* [THE TASK]:
Verbatim output of the lines below is required, with the images omitted.

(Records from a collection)
-- Opening Marker --
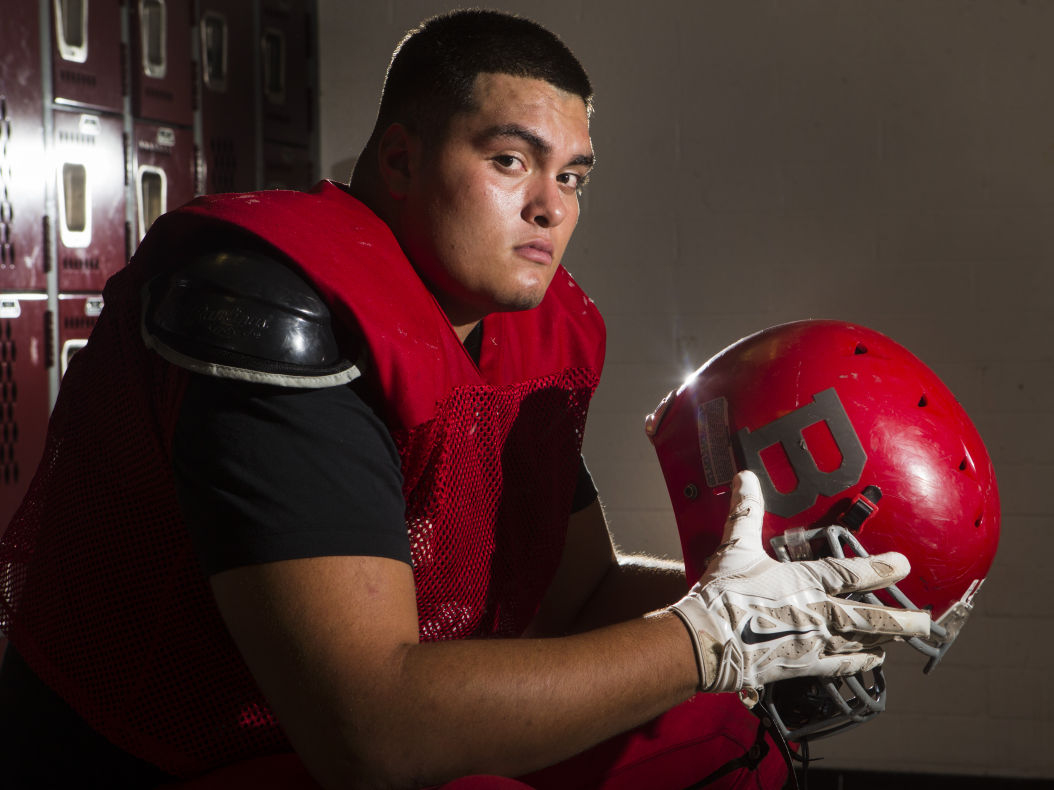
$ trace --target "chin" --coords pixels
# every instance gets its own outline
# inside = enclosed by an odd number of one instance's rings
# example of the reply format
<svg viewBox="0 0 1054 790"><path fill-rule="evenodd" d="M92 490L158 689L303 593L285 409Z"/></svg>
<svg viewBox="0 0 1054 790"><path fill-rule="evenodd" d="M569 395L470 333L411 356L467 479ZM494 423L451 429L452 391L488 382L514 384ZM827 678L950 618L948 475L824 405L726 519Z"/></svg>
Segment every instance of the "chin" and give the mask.
<svg viewBox="0 0 1054 790"><path fill-rule="evenodd" d="M548 286L548 283L546 283L546 286ZM501 310L507 313L517 310L532 310L545 299L546 290L548 290L547 287L537 287L512 294L509 298L501 301Z"/></svg>

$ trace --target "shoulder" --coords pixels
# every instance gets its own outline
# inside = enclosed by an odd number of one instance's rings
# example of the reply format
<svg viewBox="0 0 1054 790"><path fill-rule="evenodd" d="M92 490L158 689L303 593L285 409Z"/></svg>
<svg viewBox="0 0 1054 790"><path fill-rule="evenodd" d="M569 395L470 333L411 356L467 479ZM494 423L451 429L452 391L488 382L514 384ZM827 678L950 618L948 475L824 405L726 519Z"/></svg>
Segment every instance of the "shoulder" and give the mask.
<svg viewBox="0 0 1054 790"><path fill-rule="evenodd" d="M359 376L325 302L266 249L188 253L147 284L141 330L169 362L219 378L319 388Z"/></svg>

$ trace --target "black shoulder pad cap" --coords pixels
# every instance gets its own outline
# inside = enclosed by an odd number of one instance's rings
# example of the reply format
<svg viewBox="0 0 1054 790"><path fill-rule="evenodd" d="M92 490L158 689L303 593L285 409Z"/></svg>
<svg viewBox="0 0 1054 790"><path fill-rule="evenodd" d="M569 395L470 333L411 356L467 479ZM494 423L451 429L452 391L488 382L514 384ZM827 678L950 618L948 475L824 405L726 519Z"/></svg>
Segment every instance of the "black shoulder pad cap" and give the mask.
<svg viewBox="0 0 1054 790"><path fill-rule="evenodd" d="M311 284L255 251L200 254L154 278L142 333L173 364L221 378L318 388L359 375Z"/></svg>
-- Closing Marker --
* [RESULT OF THE EXERCISE]:
$ trace --target "chin" --coords pixels
# every instance gets its own outline
# inside = enclosed by an odd number of one instance's rings
# example of the reply format
<svg viewBox="0 0 1054 790"><path fill-rule="evenodd" d="M92 490L158 689L303 593L285 409Z"/></svg>
<svg viewBox="0 0 1054 790"><path fill-rule="evenodd" d="M569 395L470 333L411 356L467 479ZM494 423L451 429L452 391L488 382L514 384ZM827 678L950 618L948 475L824 405L726 519Z"/></svg>
Segment every instance of the "chin" and give the mask.
<svg viewBox="0 0 1054 790"><path fill-rule="evenodd" d="M548 286L548 283L546 283L546 286ZM501 310L507 313L517 310L532 310L545 299L546 290L548 290L547 287L537 287L512 294L509 298L501 301Z"/></svg>

$ trace --target "shoulder" --coords pixels
# every instance gets its own outline
# inside = enclosed by an odd number of one instance's rings
# example of the reply format
<svg viewBox="0 0 1054 790"><path fill-rule="evenodd" d="M92 490L158 689L303 593L285 409Z"/></svg>
<svg viewBox="0 0 1054 790"><path fill-rule="evenodd" d="M569 395L470 333L411 356L467 479ZM494 423L451 429L452 391L488 382L514 384ZM827 678L950 618L948 475L824 405L726 519Z"/></svg>
Segment every instance of the "shoulder" and give the mask.
<svg viewBox="0 0 1054 790"><path fill-rule="evenodd" d="M359 376L325 302L266 249L188 253L147 284L141 330L169 362L219 378L319 388Z"/></svg>

$ trace --target "black shoulder pad cap" --coords pixels
# every instance gets its own outline
# inside = enclosed by an odd number of one instance's rings
# example of the reply format
<svg viewBox="0 0 1054 790"><path fill-rule="evenodd" d="M92 490L158 689L303 593L285 409Z"/></svg>
<svg viewBox="0 0 1054 790"><path fill-rule="evenodd" d="M569 395L470 333L411 356L467 479ZM494 423L451 429L452 391L488 382L514 384ZM827 678L950 618L948 475L824 405L726 519Z"/></svg>
Segment every instance of the "black shoulder pad cap" and give the mask.
<svg viewBox="0 0 1054 790"><path fill-rule="evenodd" d="M311 284L255 251L200 254L154 278L142 333L173 364L221 378L318 388L359 375Z"/></svg>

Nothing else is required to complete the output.